╔══

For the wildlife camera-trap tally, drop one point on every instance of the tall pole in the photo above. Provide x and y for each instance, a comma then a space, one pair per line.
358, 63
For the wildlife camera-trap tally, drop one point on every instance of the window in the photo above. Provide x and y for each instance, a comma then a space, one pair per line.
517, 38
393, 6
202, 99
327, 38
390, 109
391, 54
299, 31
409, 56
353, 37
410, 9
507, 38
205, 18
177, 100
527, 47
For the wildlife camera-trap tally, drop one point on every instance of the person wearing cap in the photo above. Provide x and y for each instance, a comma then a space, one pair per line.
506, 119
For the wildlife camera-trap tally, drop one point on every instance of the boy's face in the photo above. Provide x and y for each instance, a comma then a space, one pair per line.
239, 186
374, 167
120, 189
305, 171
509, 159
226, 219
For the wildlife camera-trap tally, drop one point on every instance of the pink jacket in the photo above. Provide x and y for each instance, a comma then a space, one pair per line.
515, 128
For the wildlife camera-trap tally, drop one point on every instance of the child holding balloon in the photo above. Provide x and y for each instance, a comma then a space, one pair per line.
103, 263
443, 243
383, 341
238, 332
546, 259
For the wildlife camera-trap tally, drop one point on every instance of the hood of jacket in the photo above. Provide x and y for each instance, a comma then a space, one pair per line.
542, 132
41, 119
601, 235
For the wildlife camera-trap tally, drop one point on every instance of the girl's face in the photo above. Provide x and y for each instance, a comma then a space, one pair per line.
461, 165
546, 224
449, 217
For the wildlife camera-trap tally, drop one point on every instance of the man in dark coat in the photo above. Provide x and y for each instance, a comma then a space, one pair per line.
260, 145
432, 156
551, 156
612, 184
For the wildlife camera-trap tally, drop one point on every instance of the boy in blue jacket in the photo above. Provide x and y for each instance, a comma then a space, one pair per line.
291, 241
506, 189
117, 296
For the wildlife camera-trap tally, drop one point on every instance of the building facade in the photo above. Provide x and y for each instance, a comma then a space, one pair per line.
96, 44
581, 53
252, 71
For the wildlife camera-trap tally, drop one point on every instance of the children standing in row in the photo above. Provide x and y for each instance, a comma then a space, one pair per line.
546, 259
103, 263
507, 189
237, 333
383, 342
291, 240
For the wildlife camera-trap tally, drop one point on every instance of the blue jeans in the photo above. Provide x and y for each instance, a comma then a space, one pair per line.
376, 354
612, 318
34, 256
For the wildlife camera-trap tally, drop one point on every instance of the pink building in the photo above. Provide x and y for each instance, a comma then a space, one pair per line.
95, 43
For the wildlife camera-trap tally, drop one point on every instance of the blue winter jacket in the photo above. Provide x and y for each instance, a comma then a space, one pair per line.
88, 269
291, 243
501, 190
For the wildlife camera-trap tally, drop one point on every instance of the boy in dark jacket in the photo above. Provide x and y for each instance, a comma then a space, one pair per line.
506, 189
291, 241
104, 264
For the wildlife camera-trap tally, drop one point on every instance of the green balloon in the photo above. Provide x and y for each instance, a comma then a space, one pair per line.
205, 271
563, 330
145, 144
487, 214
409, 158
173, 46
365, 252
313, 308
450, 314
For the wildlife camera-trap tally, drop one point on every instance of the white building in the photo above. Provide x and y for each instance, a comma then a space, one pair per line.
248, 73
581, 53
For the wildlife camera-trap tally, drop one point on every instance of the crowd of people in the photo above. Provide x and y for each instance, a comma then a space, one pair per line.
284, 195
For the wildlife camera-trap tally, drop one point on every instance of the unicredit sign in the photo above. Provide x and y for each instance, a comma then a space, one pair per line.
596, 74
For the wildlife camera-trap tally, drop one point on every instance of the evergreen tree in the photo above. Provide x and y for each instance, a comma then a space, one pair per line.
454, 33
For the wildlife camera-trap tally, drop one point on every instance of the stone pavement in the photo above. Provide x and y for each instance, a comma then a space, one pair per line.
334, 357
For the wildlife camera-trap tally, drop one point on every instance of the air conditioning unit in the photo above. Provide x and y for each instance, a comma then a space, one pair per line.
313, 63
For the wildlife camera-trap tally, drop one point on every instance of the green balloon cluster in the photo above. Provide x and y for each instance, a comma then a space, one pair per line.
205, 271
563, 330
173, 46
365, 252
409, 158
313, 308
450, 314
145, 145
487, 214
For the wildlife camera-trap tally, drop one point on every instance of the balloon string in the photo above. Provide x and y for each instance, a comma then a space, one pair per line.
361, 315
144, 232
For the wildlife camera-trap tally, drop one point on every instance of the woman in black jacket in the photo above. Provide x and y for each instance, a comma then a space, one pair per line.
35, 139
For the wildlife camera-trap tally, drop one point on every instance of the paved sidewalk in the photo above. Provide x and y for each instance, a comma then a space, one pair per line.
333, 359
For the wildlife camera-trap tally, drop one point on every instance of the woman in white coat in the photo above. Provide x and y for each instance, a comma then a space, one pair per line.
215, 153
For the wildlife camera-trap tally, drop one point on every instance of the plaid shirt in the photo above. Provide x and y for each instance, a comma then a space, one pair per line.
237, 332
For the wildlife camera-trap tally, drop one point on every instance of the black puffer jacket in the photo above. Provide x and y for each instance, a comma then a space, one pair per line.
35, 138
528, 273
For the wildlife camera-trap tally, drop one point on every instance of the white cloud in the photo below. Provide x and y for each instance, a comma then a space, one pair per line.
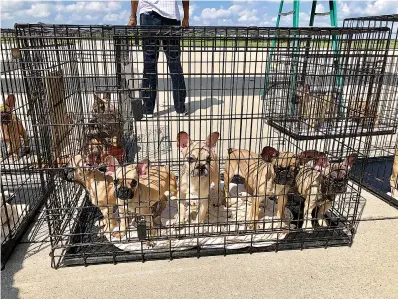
247, 16
41, 10
117, 18
6, 16
235, 8
214, 14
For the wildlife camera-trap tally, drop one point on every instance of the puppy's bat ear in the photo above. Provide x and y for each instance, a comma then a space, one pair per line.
111, 164
349, 161
308, 156
142, 167
183, 140
321, 162
10, 101
269, 153
212, 139
106, 96
98, 100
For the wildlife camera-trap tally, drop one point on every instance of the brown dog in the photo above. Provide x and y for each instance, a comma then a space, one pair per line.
320, 183
98, 184
200, 170
106, 123
286, 167
140, 187
12, 128
394, 176
9, 219
316, 109
258, 177
308, 184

╚══

• PROBLEM: Reproduce each line exactly as it appears, omitting the pictures.

• EXPECTED ANSWER:
For the wildlife camera-trap tally, drop one point on every instance of the tall pole in the photo above. Provide x and y for each instance, a comma then a space, one pair per line.
358, 63
For the wildlife camera-trap tally, drop one point on every instance of the window in the photo above. Provide x and y for each instance, a comma then a space, one pair per line.
517, 38
393, 6
202, 99
327, 38
390, 109
391, 54
299, 31
409, 56
353, 37
410, 9
507, 38
205, 18
177, 100
527, 47
For the wildlife camera-trap tally, drop one point on every instance of the person wearing cap in the photo above. Provide x and y for each instance, a comma then a space, one pair per line.
506, 119
For the wildlife camera-trap tally, drop one point on every instance of the boy's face in the photo above. Provide x and y for each instance, a comma then a space, one pair per line.
239, 186
374, 167
120, 189
305, 171
509, 159
226, 219
For the wildlife camera-trap tally, drop one point on every instance of the pink jacket in the photo above. Provide x and y for each instance, a comma then a space, one pair per line.
515, 128
For the wildlife camera-trap tally, drop one point on every instance of the child holding balloon in the photo above. Provide x and y for each instance, a comma then a space, one pair per line.
103, 263
443, 243
383, 341
238, 332
546, 259
For the wildlife camera-trap tally, drop one point on every instance of the hood of jacket in the photo above. Provide x and y for each instance, a comma then a space, one pair per line.
542, 132
41, 119
601, 235
For the wildlife camera-trap tally, drop one point on every instance of the girl's face in the photo above. Provide x and y for each instance, a comma then a space, one pair per line.
461, 165
546, 224
449, 217
For the wildlife camera-trap tally, drop one point on every instance of the man in dark coat in the photo above. Provide x and y for each instance, a comma then a space, one pair per line.
260, 145
432, 156
551, 156
612, 184
For the wildlife camera-trap tally, drop one point on every instance of the boy in blue jacket in the photo above. Provide x and y for each instance, a comma then a space, one pair per line.
291, 241
506, 189
117, 296
For the wildlife camera-trap tally, drop one point on every instance of the building facade in the photo above. Provide x and y for each instance, a comma then a space, one pair per line.
96, 44
581, 53
252, 71
For the wildlife camera-trap tally, drop one point on every instance of the children standing in row in the photo above. Provide x and y for each instance, a comma then a space, one pair per line.
546, 259
103, 263
507, 189
237, 333
383, 342
291, 240
For the wildlife camera-trap tally, drop one point on every instance of the blue jeans in the photo above. Provide x and y for each instance, a comma then a space, one pair per line.
376, 354
612, 318
34, 256
For the wildlife camera-trap tally, drop one point on every instance of the pink building in the photo above. Provide x and y for each instance, a comma then a space, one pair per line.
95, 43
For the wildlife camera-trap tally, drop one point on every instance of the blue winter jacket in the photo above. Provide x and y for each instance, a comma then a space, one pair per line.
88, 269
291, 243
501, 190
For the wildlife camera-trap tally, drop one point on every instance of the boy in dark jacket in the photo above. Provide x and y for each instance, a comma then a space, one pair per line.
506, 189
291, 241
104, 264
For the wildlife camera-trap tally, drop one point on every instance of the green balloon in the photo above. Provide x and y for each instance, a comma then a space, one pair per line.
205, 271
563, 330
145, 144
487, 214
409, 158
173, 46
365, 252
313, 308
450, 314
For the wildlife camera-trap tally, drop one point on every instance of the white building in the photo above. Provide x and y for each instance, a comma then a space, one pair per line.
248, 73
581, 53
For the wildlife camera-trap tally, drop one point on every instance of the crowd of people in the photo above. Provide x and y for each instance, a comma then a space, one pair per line.
284, 195
For the wildlife camera-trap tally, drop one point on every instance of the unicredit sign in the photo above. Provide x and y for each instance, a comma then a space, one pair per line.
596, 74
For the wildlife camera-trap tally, drop one point on every instance of the evergreen tree in the photo above. Provide x and y for each instance, a comma then a space, one pair per line.
454, 33
For the wildlife camera-trap tally, drop one point on every instance of the stone pavement in the photo above. Provide x and y for each instance, a comma then a space, one pair per line.
334, 357
For the wildlife camera-trap tally, drop one point on every instance of the air conditioning unit in the photo above. Provide x and y for each instance, a comma then a space, one pair per line.
313, 63
For the wildlife camera-trap tally, drop one point on every instance of the green balloon cluster in the photo above. Provide x and y for each instance, a comma then a space, one pair per line.
205, 271
563, 330
173, 46
365, 252
409, 158
313, 308
450, 314
145, 145
487, 214
For the wildlife camera-trap tally, drop one point on every instance of the balloon string in the photo above. Provide x and y for each instance, a comma then a space, one pair per line.
361, 315
144, 232
For the wildlife camera-trap tally, drop one point on every instance of the woman in black jacket in the photo above. Provide x and y for each instance, a comma then a space, one pair per line.
35, 139
For the wildlife camera-trap tally, drop one point on every instance of the paved sidewalk in the photo above. Provide x and y for each instance, a comma then a space, one pair per line.
333, 359
For the wildlife camera-trap tally, drop one point on every instance of the woman in white coat in the photo above. Provide x and y for each instance, a comma then a space, one pair per line.
215, 153
For the wildlife camera-trap tally, drop one point on every instance of the plaid shirt in the photo above. Provide x and y for each instance, a comma then a space, one pair per line.
237, 332
For the wildlife camera-trap tally, drop one point on every instance of the black puffer jacket in the photo above. Provide x and y for each instance, a comma then a space, one pair per line.
35, 138
528, 273
For the wildlife camera-trap tally, drop one point on every instance of the white cloud in the photo below. Provide x and y for each instance, a comma then a space, one pair per line.
247, 16
41, 10
117, 18
6, 16
235, 8
214, 14
For the wildlife camera-trap tally, drop one point on every instance of the puppy's bat ear in the photo above. Provide x and y for each instance, a comma then a space, one pair per line.
111, 164
349, 161
308, 156
142, 167
183, 140
321, 162
10, 101
269, 153
212, 139
106, 96
98, 100
For the wildlife camera-trap tally, drop one point on every instance of the brown dog in the photo above. Provide x and y for each instance, a comma then a space, one pair per line.
320, 183
98, 184
200, 170
106, 123
286, 167
140, 187
12, 128
394, 176
9, 219
316, 109
258, 177
308, 184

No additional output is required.